The problem —
Everything from the line that holds "Summary: Returns bounding-box" through the end of the data below should be output exactly, both ends included.

Data supplied —
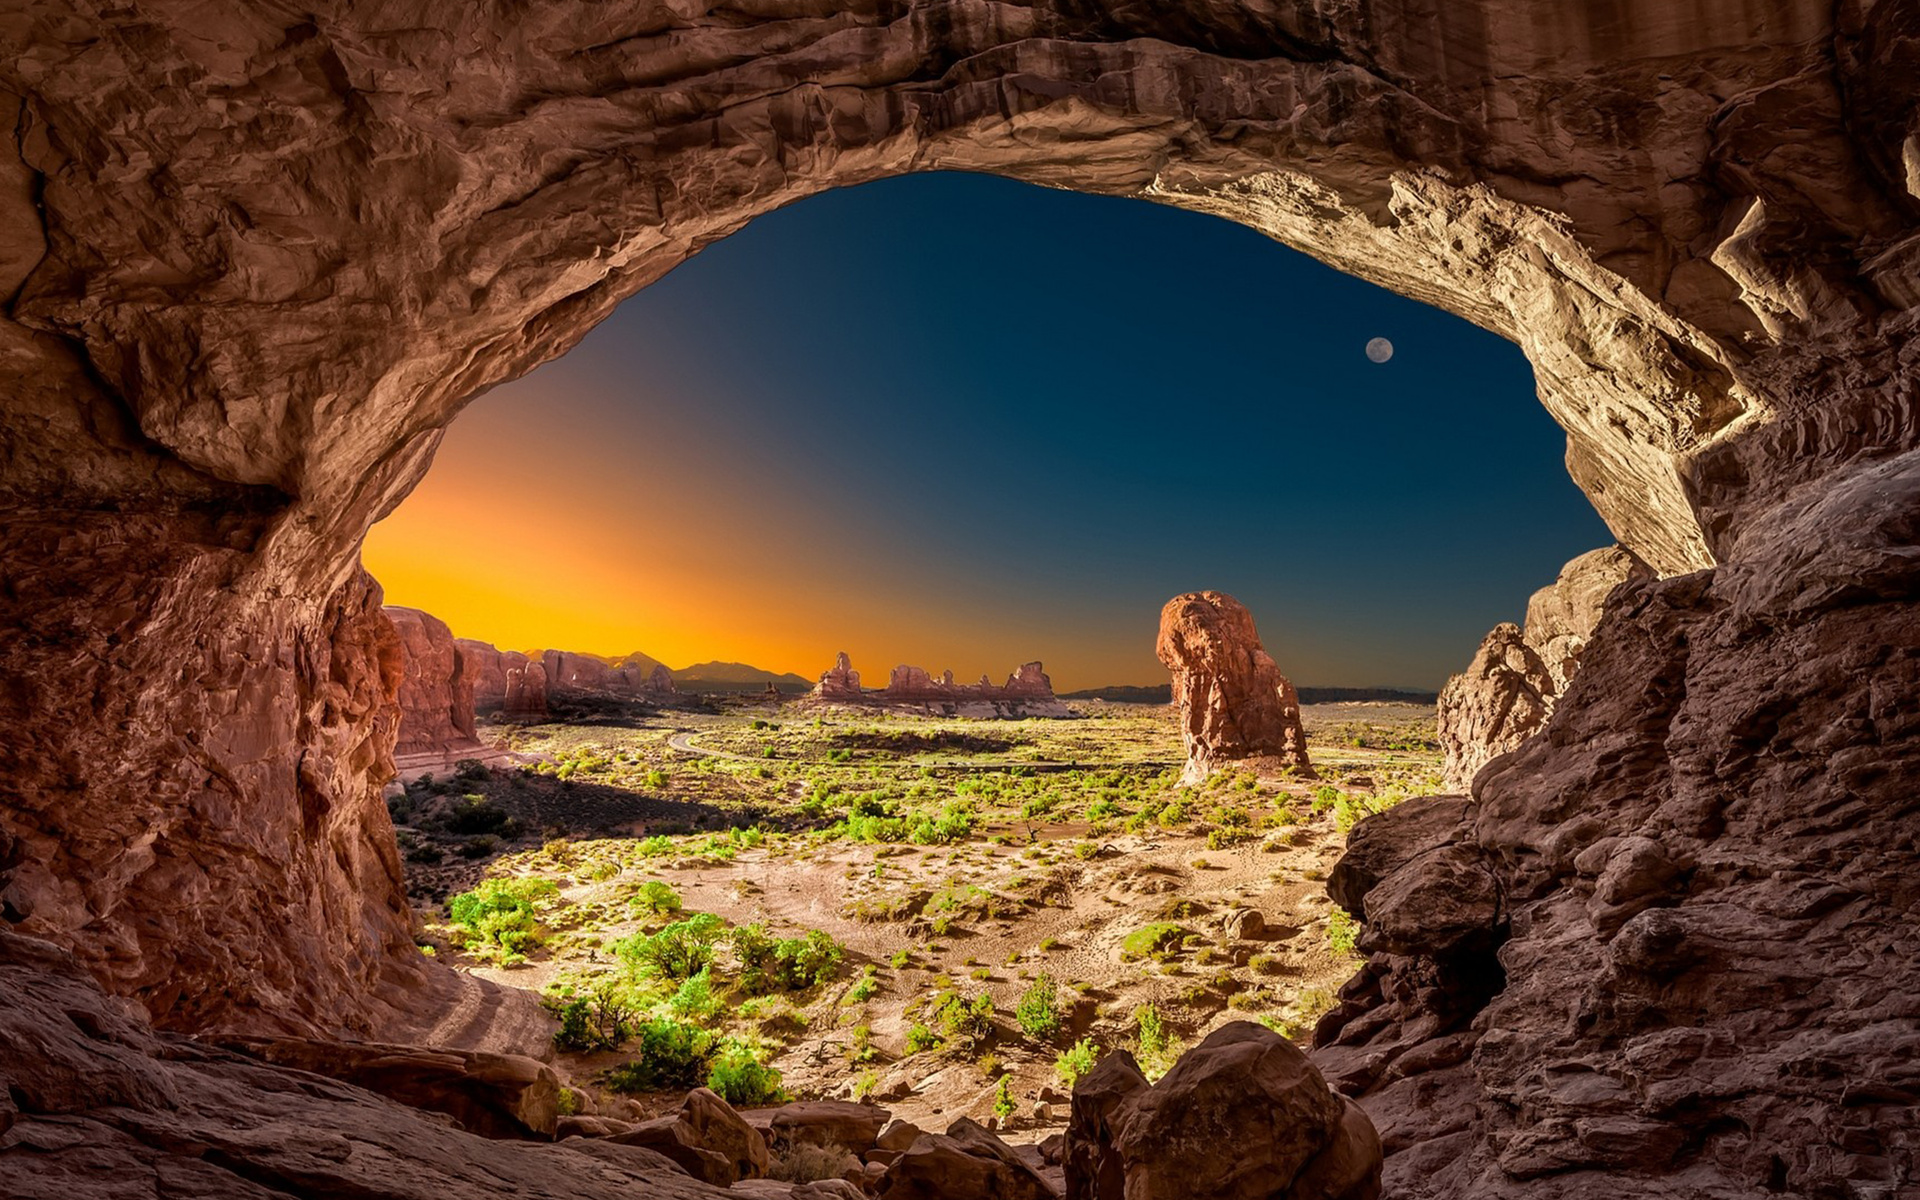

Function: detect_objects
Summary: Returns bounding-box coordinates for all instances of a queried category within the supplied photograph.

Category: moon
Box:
[1365,337,1394,364]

Result below —
Summary: Returns bounding-box coordinates for all instances of a queried category within the supplied photograph.

Category: moon
Box:
[1365,337,1394,364]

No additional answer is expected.